** Exercise input follows **

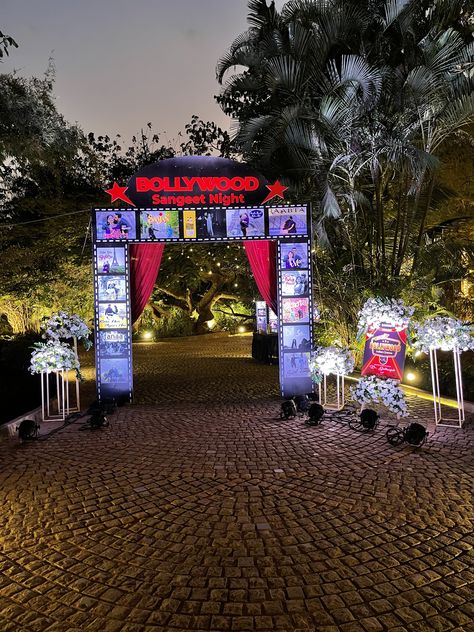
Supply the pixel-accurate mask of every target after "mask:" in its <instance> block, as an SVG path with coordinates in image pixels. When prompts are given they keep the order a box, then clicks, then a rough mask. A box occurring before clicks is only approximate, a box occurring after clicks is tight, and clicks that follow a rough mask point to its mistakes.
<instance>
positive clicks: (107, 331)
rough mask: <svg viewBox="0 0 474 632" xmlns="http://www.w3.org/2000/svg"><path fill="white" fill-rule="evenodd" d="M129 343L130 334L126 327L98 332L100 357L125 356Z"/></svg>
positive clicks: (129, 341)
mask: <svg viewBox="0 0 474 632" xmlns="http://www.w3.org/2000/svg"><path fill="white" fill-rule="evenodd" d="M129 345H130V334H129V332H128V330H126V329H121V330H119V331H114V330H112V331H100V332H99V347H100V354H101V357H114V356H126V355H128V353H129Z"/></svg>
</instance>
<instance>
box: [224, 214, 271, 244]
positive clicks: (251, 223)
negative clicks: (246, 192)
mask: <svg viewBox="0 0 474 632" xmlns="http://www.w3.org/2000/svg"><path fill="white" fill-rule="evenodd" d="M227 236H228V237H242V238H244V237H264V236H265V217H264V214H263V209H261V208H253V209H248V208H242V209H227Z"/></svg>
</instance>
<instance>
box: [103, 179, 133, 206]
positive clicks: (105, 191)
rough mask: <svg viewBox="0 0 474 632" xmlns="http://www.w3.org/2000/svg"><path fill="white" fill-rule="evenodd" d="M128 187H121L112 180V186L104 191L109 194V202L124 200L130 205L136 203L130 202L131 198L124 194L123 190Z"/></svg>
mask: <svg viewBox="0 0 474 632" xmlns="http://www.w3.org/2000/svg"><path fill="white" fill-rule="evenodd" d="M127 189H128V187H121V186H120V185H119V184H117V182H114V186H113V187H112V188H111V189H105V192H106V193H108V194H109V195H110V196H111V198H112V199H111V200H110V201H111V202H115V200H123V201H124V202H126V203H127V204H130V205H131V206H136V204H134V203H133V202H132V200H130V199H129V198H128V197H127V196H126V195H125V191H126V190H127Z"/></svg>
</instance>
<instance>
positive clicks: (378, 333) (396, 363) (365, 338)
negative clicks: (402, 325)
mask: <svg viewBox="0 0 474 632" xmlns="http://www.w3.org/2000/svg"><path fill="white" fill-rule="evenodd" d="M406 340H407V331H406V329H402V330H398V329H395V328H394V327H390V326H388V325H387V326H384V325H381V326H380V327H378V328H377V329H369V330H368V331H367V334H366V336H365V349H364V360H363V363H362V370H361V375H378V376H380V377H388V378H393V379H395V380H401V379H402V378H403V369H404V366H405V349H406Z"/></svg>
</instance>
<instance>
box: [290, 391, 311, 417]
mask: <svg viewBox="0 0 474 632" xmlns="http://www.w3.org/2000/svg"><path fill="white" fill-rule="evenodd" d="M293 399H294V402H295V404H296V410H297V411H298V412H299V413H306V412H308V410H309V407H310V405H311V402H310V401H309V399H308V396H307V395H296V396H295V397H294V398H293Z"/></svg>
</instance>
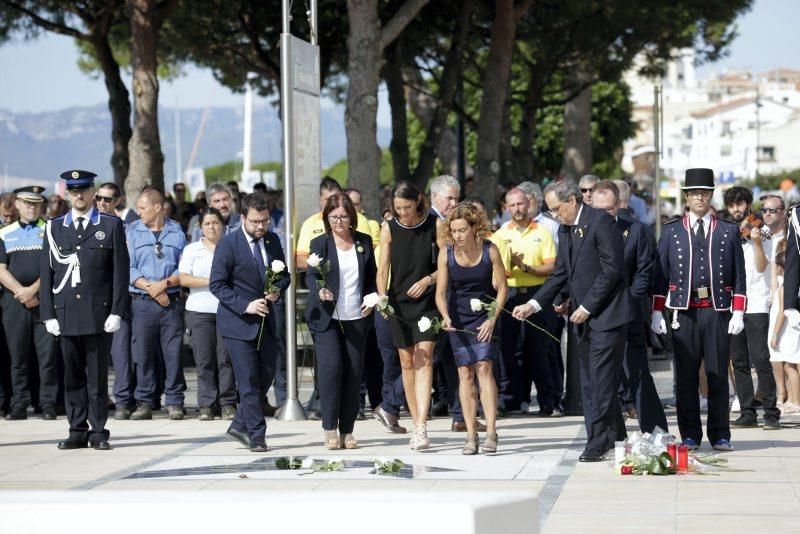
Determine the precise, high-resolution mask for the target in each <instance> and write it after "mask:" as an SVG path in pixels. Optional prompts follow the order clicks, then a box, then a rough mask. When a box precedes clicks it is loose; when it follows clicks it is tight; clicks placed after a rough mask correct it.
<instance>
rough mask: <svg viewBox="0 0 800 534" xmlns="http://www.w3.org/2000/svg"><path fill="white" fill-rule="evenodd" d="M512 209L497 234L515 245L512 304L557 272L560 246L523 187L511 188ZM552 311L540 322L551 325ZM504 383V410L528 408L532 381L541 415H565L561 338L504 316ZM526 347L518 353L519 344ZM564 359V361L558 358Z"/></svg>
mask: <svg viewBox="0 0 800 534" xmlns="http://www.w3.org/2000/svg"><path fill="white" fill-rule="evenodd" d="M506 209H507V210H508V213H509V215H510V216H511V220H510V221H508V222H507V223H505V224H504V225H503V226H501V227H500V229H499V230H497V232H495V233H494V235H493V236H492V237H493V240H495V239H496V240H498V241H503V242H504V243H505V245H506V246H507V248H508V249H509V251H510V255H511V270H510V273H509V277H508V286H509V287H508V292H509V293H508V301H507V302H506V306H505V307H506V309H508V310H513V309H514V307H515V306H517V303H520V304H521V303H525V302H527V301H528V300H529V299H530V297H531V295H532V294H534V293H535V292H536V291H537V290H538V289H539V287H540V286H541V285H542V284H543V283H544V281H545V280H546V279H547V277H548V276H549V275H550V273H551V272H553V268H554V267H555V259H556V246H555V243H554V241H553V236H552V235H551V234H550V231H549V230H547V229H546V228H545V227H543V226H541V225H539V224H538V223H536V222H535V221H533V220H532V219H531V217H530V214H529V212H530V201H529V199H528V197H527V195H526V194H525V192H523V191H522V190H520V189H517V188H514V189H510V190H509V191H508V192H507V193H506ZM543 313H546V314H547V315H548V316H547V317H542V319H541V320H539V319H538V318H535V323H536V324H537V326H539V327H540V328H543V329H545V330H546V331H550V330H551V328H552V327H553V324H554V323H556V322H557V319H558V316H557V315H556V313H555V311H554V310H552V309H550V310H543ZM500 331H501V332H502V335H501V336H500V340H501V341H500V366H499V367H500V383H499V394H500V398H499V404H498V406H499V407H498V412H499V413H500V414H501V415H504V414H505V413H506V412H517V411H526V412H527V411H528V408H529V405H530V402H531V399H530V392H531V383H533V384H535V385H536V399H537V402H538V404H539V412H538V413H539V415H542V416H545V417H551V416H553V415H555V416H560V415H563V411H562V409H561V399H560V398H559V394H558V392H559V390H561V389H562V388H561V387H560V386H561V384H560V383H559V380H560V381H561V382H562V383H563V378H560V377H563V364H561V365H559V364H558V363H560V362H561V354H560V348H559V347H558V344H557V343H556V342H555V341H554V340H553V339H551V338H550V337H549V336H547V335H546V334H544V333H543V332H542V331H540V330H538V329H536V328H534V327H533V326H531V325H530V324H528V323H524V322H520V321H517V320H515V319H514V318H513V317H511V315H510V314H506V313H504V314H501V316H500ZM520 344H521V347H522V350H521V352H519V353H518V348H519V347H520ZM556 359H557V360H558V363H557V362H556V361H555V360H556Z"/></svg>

** End of Exercise input **
** Exercise input follows **

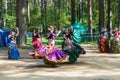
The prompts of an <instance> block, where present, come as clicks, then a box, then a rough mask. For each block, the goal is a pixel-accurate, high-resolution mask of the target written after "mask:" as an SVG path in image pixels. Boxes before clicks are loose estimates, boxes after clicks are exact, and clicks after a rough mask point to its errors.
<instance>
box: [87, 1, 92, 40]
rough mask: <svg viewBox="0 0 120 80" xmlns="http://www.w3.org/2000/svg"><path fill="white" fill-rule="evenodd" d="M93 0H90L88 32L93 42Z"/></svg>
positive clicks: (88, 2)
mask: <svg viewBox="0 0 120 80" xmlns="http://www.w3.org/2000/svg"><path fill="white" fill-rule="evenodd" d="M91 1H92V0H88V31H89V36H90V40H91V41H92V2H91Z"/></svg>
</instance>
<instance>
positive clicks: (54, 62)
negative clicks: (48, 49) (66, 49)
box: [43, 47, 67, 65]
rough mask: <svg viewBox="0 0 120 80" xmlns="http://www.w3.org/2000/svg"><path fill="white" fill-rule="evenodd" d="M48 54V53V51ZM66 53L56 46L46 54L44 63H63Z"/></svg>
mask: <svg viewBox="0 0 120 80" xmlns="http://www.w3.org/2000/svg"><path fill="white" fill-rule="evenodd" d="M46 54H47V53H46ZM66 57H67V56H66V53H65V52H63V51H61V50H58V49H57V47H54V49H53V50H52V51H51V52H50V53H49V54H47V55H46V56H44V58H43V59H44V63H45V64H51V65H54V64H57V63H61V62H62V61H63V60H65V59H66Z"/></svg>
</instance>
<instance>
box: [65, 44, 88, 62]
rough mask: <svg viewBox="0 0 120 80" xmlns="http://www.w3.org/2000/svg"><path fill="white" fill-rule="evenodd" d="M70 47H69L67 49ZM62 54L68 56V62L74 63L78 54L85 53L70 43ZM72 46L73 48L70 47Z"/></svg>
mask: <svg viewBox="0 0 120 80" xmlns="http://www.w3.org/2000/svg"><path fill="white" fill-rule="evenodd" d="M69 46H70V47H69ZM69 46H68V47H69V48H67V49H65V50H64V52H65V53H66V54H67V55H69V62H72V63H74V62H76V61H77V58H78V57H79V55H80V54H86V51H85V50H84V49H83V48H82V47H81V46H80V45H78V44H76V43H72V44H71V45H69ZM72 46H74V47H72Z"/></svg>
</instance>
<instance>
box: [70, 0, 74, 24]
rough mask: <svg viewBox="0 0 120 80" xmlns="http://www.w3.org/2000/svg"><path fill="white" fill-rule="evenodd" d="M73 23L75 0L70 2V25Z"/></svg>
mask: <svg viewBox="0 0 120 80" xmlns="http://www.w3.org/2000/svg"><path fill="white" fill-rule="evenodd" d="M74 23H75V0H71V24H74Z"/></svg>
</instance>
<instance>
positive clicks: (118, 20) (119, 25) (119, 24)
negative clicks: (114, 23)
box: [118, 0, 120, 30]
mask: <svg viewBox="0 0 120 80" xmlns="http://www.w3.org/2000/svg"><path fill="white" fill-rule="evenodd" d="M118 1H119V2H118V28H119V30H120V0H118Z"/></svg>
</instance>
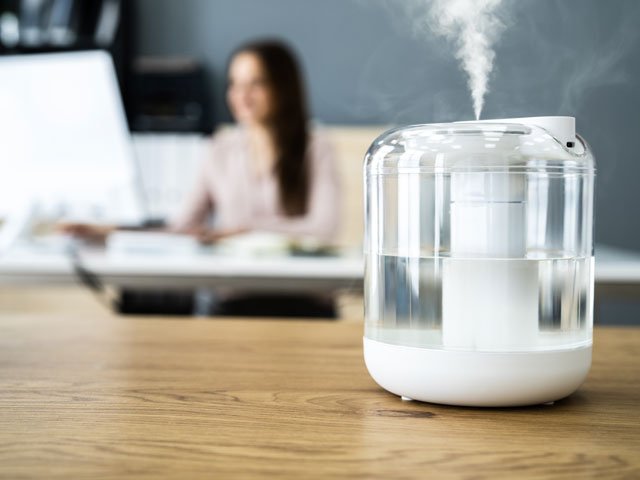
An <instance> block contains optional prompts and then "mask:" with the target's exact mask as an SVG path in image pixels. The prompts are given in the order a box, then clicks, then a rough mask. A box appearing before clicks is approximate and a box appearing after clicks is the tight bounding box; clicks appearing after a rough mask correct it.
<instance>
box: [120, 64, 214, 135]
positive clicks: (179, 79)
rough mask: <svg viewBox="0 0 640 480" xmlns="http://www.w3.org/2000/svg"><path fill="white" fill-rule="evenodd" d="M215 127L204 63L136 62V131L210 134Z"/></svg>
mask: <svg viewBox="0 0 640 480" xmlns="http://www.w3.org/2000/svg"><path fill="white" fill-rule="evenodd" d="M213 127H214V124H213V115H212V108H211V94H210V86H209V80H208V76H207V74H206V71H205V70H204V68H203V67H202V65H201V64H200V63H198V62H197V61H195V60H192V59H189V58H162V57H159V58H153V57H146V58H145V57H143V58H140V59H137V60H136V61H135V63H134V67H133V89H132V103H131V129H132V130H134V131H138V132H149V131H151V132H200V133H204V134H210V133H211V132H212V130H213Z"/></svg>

** End of Exercise input **
** Exercise input follows **

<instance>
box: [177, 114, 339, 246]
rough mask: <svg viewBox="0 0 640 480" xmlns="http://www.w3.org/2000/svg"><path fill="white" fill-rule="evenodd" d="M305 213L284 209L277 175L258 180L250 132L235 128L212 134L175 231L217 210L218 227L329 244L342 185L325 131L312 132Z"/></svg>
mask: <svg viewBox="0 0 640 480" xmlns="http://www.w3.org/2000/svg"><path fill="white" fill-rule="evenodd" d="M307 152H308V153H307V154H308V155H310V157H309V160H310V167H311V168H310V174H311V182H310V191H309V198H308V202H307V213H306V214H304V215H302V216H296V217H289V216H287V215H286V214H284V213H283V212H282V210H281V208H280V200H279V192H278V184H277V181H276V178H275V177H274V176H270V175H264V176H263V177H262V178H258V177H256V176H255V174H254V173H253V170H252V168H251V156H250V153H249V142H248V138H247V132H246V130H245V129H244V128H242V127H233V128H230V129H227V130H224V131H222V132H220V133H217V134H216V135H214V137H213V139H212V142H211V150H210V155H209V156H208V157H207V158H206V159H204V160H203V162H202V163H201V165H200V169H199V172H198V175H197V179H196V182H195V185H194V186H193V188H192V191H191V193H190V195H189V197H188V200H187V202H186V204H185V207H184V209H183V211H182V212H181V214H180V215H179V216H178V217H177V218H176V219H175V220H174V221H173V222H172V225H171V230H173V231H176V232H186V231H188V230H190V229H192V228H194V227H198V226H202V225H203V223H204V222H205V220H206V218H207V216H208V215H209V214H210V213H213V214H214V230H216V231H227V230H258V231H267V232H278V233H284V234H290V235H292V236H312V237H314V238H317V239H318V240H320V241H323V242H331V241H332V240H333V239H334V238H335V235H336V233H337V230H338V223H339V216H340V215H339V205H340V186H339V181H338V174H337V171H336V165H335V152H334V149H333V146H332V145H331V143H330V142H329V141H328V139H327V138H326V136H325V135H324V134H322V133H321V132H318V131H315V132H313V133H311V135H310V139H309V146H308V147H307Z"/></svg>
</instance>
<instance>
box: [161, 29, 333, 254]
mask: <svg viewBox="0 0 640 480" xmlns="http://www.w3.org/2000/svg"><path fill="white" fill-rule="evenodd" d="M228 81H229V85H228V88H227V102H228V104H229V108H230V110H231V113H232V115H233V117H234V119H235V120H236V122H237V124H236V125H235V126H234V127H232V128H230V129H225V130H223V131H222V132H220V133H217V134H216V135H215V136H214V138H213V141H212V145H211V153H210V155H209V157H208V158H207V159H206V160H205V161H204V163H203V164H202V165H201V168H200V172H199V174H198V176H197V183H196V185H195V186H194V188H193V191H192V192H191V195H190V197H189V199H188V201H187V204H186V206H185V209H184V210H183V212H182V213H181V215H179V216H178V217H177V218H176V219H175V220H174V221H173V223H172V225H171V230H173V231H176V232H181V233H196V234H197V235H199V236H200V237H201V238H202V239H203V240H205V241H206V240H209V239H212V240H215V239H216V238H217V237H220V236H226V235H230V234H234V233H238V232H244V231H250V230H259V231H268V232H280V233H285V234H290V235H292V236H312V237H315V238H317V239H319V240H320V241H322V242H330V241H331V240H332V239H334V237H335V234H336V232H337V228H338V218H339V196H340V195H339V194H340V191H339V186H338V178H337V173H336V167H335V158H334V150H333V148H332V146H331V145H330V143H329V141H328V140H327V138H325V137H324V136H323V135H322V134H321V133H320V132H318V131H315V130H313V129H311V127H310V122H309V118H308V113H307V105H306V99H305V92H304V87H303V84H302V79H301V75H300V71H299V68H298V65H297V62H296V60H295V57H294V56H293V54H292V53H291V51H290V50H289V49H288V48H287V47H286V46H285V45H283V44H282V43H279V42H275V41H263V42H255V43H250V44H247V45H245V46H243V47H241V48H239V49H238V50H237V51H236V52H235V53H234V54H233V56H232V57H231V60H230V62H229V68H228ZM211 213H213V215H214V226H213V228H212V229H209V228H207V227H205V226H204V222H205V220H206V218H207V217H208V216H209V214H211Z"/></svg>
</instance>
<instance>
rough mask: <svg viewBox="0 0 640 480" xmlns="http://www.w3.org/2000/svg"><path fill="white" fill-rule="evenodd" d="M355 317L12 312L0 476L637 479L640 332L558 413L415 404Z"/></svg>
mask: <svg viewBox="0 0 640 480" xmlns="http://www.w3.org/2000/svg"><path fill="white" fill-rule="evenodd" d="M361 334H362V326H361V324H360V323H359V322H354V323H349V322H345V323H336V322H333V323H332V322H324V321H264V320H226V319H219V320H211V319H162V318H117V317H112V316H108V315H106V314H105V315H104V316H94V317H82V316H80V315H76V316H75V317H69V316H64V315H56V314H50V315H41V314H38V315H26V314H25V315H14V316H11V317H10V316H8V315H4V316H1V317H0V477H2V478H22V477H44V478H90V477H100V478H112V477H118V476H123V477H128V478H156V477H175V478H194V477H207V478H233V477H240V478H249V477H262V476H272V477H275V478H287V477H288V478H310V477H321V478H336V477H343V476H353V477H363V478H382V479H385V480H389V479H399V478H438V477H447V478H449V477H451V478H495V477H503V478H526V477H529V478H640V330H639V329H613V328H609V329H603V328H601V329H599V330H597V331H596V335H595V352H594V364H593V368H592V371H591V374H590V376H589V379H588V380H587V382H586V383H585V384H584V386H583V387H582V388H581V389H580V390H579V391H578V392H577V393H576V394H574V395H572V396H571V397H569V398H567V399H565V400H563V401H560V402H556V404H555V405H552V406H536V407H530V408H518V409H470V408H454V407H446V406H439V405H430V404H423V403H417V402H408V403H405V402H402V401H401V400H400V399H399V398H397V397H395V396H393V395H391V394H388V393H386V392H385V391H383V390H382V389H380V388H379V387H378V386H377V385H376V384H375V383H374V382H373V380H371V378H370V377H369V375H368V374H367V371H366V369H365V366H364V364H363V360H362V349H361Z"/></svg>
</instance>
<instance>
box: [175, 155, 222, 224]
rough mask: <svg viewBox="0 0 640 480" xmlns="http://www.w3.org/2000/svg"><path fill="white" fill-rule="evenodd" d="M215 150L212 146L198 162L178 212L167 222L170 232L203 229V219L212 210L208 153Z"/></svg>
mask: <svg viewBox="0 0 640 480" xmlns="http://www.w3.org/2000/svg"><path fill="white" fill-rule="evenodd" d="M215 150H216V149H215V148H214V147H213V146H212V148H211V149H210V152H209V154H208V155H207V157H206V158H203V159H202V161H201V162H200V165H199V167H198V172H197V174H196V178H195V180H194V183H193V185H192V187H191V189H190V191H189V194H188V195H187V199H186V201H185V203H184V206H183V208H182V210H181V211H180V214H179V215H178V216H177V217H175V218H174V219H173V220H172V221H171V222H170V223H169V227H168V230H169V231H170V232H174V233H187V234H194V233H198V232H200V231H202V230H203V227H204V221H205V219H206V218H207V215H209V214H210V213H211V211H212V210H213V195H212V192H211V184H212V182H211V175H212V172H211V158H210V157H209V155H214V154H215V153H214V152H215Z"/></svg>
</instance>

** End of Exercise input **

Assignment:
Lines holding the string "before": find them in the listing above and copy each one.

Expected answer:
Supply the pixel-accurate mask of every target after "mask:" in its <instance> block, as an SVG path with coordinates in image pixels. When prompts are given they keep the order a box, then clicks, then a rough mask. A box occurring before clicks is only approximate, a box occurring after clicks is tight, and clicks that follow a rough mask point to its mistakes.
The prompts of an <instance> block, where present, come as clicks, then a box, then a rough mask. For each block, the goal is a pixel-accurate, high-resolution mask of the target written after "mask:" as an SVG path in image pixels. Boxes before clicks are loose estimates, boxes after clicks are exact, and clicks after a rough mask point to its errors.
An <instance> block contains optional prompts and then "mask:" with the target's exact mask as an SVG path in image pixels. The prompts are given in the order a box, then clicks, then a rough mask. A box appearing before clicks is approximate and a box appearing after clicks is the tight bounding box; clicks appearing after a rough mask correct it.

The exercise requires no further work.